• [SOURCE DOCUMENT]:
Why I’m Marching: If we stand still, we’ll be pushed back

Sam Boland is a member of Rebels For Choice

Sam Boland and his daughter, Ivy, standing with their backs to the camera, both wearing Together for Yes hi-vis vests.
Ivy, Sam, and their puppy Truffles, handing out Together for Yes leaflets on St Patrick St, Cork, in May 2018

Like most of us, for me, ‘Why I March?’ is in fact two questions – who I march for, and why.

In 2018, I repealed for lots of people, but if I had to narrow it down to one person, it was for my daughter, Ivy, who was nine at the time. Primarily, I repealed so her reproductive future would be in her own hands, not the Church’s, not the State’s, but also I wanted her to learn from real life, not a Disney movie, that if you’re brave and stand up for what’s right, you’ll make other people brave and they’ll stand with you. After all, that’s the story of abortion rights in Ireland going back generations. 

So Ivy and I repealed together. We went on marches together, we handed out leaflets together, we made badges and banners together. And on May 26, we celebrated together. Ivy was part of that story, of brave women (and a handful of men) who triumphed over seemingly insurmountable odds by standing up and being brave.

• [RECORD EXCERPTS]:
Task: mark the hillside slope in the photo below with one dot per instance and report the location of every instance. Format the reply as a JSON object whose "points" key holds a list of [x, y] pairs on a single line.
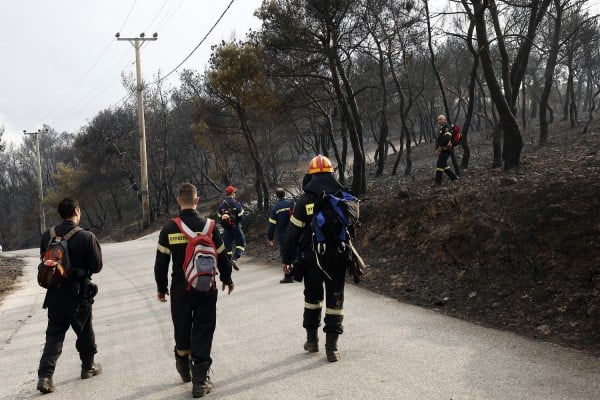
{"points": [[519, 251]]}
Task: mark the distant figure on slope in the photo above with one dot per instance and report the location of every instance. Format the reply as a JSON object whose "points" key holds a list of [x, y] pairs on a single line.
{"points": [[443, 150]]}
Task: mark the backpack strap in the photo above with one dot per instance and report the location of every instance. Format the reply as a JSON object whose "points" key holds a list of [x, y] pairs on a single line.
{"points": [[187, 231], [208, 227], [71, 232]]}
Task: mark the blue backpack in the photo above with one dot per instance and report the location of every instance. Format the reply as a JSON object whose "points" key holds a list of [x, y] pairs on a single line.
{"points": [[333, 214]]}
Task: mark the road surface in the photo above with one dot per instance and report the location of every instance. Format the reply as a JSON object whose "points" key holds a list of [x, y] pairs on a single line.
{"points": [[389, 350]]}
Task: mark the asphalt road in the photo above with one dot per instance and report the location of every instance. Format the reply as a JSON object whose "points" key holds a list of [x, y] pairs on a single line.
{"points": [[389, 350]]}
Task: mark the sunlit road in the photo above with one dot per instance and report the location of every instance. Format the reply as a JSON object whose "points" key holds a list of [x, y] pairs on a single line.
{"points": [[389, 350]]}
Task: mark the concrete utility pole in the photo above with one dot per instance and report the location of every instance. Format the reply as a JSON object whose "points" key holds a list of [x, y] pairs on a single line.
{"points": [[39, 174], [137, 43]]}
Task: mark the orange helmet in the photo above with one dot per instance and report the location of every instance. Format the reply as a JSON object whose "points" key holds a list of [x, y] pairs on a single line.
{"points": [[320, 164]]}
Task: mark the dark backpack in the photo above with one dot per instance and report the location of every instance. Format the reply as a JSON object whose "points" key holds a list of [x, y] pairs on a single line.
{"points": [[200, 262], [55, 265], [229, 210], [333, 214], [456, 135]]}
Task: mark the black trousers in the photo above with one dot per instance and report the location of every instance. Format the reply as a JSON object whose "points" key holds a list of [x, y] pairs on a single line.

• [WHAT YOU WILL DO]:
1. Repeat the stretch of the marching essay from "Sam Boland is" through "going back generations.".
2. List every person or animal named in the marching essay.

• [PER-TASK ANSWERS]:
1.
Sam Boland is a member of Rebels For Choice

Sam Boland and his daughter, Ivy, standing with their backs to the camera, both wearing Together for Yes hi-vis vests.
Ivy, Sam, and their puppy Truffles, handing out Together for Yes leaflets on St Patrick St, Cork, in May 2018

Like most of us, for me, ‘Why I March?’ is in fact two questions – who I march for, and why.

In 2018, I repealed for lots of people, but if I had to narrow it down to one person, it was for my daughter, Ivy, who was nine at the time. Primarily, I repealed so her reproductive future would be in her own hands, not the Church’s, not the State’s, but also I wanted her to learn from real life, not a Disney movie, that if you’re brave and stand up for what’s right, you’ll make other people brave and they’ll stand with you. After all, that’s the story of abortion rights in Ireland going back generations.

2. Sam Boland, Ivy, Truffles